>> BEGIN Text excerpt

The author has blazed a tough-guy trail through the swamps of
south Louisiana, setting 10 Dave Robicheaux mysteries in his family's
home town of New Iberia. His lyric descriptions of this world--circumscribed
by the Atchafalaya Basin, Bayou Teche and Vermillion Bay--meld
the historic, modern and fictional landscape into a world of spooky
natural beauty inhabited by Cajuns who are both canaille
(shrewd) and innocent; a world under siege by the violent, the
greedy and the corrupt, "the dark players," Burke calls
them.
Iberia Parish Detective Dave Robicheaux steps in, novel after
novel, to protect his community, his family and the country values
that are as fragile as the marsh before the maw of a dragline
or the punch of a drilling rig.
The Edgar Award-winning novelist sat down at my table because
I happen to live in his Aunt Roberta Burke Voorhies' house. More
immediately, he's at our table because my husband teaches his
nephews and nieces. Burke came to school to give a reading, and
my unflappable husband, who's the head of the English Department,
nonchalantly invited his guest and a few faculty fans home for
dinner.
Nothing in the fridge and James Lee Burke, creator of Detective
Dave Robicheaux, coming for dinner?! One panicked phone call later,
I thanked my lucky Louisiana stars for the boucherie down the
street, appropriately named Dave's, which rolls a mean pork roast
with shrimp and rice stuffing. The butcher tossed in a few links
of boudin, a fiery local sausage, and some cracklins--suitable
fare for Dave, who knows where to stop for the best cooking in
town.
Burke walked through my front door wearing a plaid shirt, jeans,
scuffed boots and his trademark Stetson. With his round face and
brown eyes, he looks like a slightly more weathered version of
his cousin, 13-year-old Edmond, who lives across the bayou from
my dock. Determined to support his family as well as pursue a
writing career, Burke has worked as surveyor, social worker and
college teacher all over the West--Texas, Colorado, Missouri,
California and Montana--for so many years that the cowboy garb
didn't seem out of place on his frame.
There's nothing formal about Burke. He comes on with the friendly
gaiety of a golden retriever, a roll in his walk and an accent
I can't place: It's made up of a little bit of a lot of places,
but it's just right for storytelling. Burke peered into a front
bedroom and started right in.
"When my Aunt Roberta was quite old, she would lie in bed
here and say she heard children. She called to the cook, told
her to bring milk and cookies, the children were hungry. This
went on for years."
At that point I got the ghost shivers. This was my bedroom Burke
was inhabiting with restless spirits. It turns out that this house
was the first kindergarten in New Iberia, and little Roberta Burke
along with her husband-to-be, Francis Voorhies, learned their
ABC's in the front parlor.
We wandered down the hall to the back door, where he creaked
open the screen, looked into the expanse of backyard, and asked,
"Where's the gazebo?"
Frissons again. For those familiar with the landscape of Burke's
New Iberia, a gazebo located in the backyard of an old cottage
on Main Street is where Drew Sonnier drove a nail through her
hand in order to implicate bad-guy Joey Gouza in A Stained
White Radiance.

>> END Text excerpt

→ Task set
1. Answer these questions about the text on James Lee Burke, one line each.
(a) How many Dave Robicheaux mysteries has the author set in New Iberia?
(b) What is the name of the boucherie down the street?
(c) What does the house turn out to have been?
2. Translate this sentence from the text on James Lee Burke into Spanish: "Burke peered into a front bedroom and started right in."
3. Decide whether each statement agrees with the text on James Lee Burke, and support each yes or no with the deciding words from that text.
(a) Burke has worked as a surveyor.
(b) Burke arrived for dinner in a suit and tie.
(c) The host's husband heads the Math Department.

>> BEGIN Data extract

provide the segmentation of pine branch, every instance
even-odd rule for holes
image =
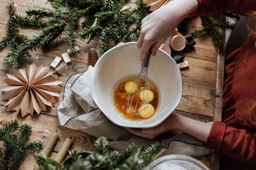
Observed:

>> END Data extract

→ Task-by-task answers
1.
(a) 10
(b) Dave's
(c) The first kindergarten in New Iberia

2. Burke se asomó a una habitación delantera y empezó de inmediato.

3.
(a) Yes: "Burke has worked as surveyor, social worker and college teacher"
(b) No: "wearing a plaid shirt, jeans, scuffed boots and his trademark Stetson"
(c) No: "who's the head of the English Department"